> _What the exercise asks_
Rewrite each entry with "green grass field" changed to "grassy lawn" and everything else left as it is. Leave the pictures out.

[Begin Provided data]

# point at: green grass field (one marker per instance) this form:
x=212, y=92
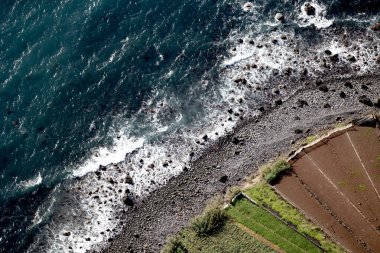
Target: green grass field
x=266, y=225
x=230, y=239
x=265, y=195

[End Provided data]

> _Solution to the exercise_
# point at: grassy lawn (one marker per instance) this form:
x=212, y=92
Target: grassy lawn
x=266, y=225
x=230, y=239
x=265, y=195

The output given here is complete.